Every line containing the word "positive" is to be copied from the data below.

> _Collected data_
▬▬▬▬▬▬

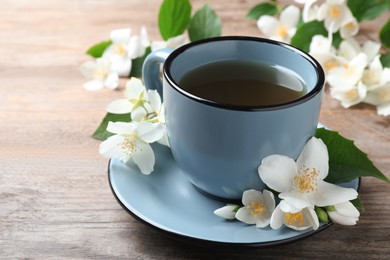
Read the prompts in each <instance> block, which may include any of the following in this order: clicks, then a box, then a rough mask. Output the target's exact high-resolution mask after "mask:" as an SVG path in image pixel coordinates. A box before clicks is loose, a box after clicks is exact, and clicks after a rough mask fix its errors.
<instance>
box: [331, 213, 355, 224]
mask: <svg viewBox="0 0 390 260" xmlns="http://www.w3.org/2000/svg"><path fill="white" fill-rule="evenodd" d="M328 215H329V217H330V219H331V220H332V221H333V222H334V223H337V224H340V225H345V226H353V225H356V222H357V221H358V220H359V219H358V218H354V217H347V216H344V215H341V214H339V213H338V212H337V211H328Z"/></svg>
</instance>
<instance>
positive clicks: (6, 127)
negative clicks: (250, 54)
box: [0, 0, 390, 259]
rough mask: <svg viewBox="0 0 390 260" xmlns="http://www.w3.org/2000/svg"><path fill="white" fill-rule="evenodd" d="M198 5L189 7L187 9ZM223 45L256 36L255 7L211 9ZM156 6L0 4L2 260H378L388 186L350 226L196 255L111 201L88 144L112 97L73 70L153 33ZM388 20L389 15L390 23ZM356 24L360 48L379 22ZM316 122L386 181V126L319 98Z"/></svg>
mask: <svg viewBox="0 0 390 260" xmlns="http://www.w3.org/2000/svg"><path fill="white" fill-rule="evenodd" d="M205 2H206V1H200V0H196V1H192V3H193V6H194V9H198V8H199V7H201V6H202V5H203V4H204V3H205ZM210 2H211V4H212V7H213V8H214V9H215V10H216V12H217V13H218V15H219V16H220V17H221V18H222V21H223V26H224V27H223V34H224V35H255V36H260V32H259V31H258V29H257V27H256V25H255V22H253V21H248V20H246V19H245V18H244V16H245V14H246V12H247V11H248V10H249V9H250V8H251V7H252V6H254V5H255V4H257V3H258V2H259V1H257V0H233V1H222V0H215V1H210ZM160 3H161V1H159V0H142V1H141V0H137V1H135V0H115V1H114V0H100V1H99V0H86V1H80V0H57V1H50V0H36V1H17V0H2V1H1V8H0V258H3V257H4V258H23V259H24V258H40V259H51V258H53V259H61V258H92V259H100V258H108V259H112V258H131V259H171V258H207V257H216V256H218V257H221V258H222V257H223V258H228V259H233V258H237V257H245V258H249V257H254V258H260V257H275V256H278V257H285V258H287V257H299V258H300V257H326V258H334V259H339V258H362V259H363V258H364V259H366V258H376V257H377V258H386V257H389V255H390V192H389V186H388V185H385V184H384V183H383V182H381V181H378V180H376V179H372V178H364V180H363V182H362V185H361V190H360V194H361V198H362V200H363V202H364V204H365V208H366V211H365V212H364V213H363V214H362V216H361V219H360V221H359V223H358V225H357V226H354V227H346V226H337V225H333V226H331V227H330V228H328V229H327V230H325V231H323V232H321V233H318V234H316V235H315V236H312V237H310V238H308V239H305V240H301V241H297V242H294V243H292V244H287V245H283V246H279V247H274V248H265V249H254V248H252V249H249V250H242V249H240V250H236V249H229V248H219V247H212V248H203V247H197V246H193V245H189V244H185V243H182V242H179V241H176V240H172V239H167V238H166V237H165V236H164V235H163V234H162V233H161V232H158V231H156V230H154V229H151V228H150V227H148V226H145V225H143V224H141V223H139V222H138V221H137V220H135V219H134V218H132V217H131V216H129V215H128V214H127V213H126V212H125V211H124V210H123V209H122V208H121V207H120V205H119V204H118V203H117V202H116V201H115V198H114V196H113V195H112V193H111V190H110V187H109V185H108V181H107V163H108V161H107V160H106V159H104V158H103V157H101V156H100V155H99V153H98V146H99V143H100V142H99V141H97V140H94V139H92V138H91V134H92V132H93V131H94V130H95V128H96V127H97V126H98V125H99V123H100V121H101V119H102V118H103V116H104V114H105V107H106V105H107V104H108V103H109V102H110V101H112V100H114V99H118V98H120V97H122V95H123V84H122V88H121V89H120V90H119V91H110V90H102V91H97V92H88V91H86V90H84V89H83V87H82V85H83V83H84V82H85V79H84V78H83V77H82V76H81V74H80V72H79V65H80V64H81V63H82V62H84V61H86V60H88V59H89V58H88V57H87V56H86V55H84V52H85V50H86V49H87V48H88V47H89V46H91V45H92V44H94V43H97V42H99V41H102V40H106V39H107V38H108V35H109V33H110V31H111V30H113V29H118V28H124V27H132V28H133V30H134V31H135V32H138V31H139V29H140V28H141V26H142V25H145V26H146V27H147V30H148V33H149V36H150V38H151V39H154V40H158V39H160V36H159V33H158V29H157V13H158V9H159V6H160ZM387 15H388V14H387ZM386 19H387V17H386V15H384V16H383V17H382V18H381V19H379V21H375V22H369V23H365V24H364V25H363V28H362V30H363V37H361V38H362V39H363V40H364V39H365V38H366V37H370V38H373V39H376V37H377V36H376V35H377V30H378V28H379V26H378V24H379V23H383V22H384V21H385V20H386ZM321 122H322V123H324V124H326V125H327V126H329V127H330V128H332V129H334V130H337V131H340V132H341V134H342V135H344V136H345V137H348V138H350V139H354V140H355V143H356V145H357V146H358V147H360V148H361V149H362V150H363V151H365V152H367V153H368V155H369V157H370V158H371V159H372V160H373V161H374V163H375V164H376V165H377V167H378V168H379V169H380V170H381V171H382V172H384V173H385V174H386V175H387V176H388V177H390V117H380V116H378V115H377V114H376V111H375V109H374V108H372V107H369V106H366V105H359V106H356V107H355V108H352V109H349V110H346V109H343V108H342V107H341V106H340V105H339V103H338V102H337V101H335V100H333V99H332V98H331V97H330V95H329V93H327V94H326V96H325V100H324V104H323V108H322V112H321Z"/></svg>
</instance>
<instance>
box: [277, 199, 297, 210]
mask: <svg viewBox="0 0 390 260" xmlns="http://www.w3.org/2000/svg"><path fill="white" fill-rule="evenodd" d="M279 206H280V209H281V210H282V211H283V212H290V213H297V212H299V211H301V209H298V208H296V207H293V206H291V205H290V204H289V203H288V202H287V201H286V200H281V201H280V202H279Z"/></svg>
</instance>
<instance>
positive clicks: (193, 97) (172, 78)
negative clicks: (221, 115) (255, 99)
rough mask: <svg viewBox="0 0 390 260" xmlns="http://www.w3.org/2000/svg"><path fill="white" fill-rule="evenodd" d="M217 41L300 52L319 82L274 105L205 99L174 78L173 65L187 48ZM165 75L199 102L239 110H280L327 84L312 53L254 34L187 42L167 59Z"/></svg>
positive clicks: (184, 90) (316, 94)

▬▬▬▬▬▬

> _Reply to the exercise_
positive clicks: (6, 127)
positive clicks: (193, 97) (172, 78)
positive clicks: (184, 90) (316, 94)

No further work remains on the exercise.